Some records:
____________

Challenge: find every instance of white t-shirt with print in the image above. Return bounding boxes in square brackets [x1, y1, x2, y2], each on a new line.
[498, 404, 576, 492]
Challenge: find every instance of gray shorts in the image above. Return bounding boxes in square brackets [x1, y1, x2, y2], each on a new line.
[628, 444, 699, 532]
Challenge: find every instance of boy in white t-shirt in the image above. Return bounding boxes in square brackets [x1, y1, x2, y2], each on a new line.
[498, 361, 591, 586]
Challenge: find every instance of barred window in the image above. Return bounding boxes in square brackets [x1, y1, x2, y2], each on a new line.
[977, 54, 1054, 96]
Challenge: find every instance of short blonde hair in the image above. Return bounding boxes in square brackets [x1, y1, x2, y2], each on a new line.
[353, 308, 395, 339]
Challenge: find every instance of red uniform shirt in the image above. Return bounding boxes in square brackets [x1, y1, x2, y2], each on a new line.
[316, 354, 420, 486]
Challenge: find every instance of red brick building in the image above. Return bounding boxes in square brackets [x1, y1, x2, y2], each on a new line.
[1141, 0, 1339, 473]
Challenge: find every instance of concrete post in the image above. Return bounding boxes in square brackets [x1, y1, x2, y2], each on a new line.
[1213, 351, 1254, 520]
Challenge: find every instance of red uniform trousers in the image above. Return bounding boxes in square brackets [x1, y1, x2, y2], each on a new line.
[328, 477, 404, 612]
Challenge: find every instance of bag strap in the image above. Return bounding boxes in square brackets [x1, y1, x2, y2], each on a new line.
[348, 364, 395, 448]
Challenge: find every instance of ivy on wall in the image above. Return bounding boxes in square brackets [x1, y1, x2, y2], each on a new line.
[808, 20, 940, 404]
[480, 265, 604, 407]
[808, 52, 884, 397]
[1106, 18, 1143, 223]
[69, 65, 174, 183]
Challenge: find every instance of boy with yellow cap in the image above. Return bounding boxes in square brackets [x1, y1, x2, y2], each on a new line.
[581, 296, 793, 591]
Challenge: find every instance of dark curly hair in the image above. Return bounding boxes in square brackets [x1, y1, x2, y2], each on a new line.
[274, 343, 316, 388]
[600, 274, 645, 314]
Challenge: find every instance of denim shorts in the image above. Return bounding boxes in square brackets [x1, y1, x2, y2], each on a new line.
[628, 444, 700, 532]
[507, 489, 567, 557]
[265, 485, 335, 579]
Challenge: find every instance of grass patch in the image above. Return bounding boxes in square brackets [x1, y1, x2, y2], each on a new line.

____________

Reproduce every item above word for word, line by line.

Challenge: find every instance of white t-shirt with print in the image above. Return bounding boxes in square brackets [x1, y1, x2, y2], each on a new line.
[498, 404, 576, 492]
Challenge: find every instance of gray shorts in the image above. Return bounding boxes in square brackets [x1, y1, x2, y2], each on a new line.
[628, 444, 699, 532]
Challenge: find every instance of boy in white t-shirt in the image above. Return bounding boxes in square brackets [x1, y1, x2, y2], each on a new line.
[498, 361, 591, 586]
Challenge: find every instance of barred window in the image above. Return bounding boxes in square brackets [x1, y1, x2, y2], each on a new line.
[977, 54, 1054, 96]
Challenge: find every instance of short blonde hair in the image above. Return bounding boxes in square brackets [x1, y1, x2, y2], each on a new line.
[353, 308, 395, 339]
Challenge: find every instance of red uniform shirt in the image above. Return bounding boxes in square brackets [x1, y1, x2, y2], each on a new line.
[316, 354, 420, 486]
Challenge: find every instance of red brick building in the image above. Return bounding boxes in square brackets [x1, y1, x2, y2], each on a new line.
[1141, 0, 1339, 473]
Challenge: find every instance of concrete post in the image above. Return bounding boxes in square brackets [x1, y1, x2, y2], each on a new line.
[1213, 351, 1254, 520]
Challenge: find every instance of red uniform trousers in the image above. Return bounding boxes in square brackets [x1, y1, x2, y2], each on a new line.
[328, 477, 404, 612]
Challenge: find every instance of bag strap in the image above. Return bounding boxes in square brackets [x1, y1, x2, y2], each on a new line.
[348, 364, 395, 448]
Challenge: find every instance of ivy on wall in the image above. Return bounding boxes in square brackets [x1, y1, x2, y2], each on a new line.
[808, 20, 940, 404]
[480, 265, 604, 407]
[808, 52, 884, 397]
[1106, 18, 1143, 223]
[69, 65, 174, 183]
Challenge: find every instance of boy with yellow cap in the image above. Return bounding boxes in square brackets [x1, y1, x2, y2], each on a new line.
[581, 296, 793, 591]
Challenge: find every instance of dark curly hair in the image above. Return bounding boxes in square brackets [x1, y1, x2, y2], each on a new line.
[274, 343, 316, 388]
[600, 274, 645, 314]
Challenge: find every instance of denim shorts in the image above. Return bounding boxes in square brackets [x1, y1, x2, y2], each on a new line.
[628, 444, 700, 532]
[507, 489, 567, 557]
[265, 485, 335, 579]
Challenge: find every instance of grass patch in the image above. Return bounding boxes in square brackets [x1, y1, x2, y2], each on a new line.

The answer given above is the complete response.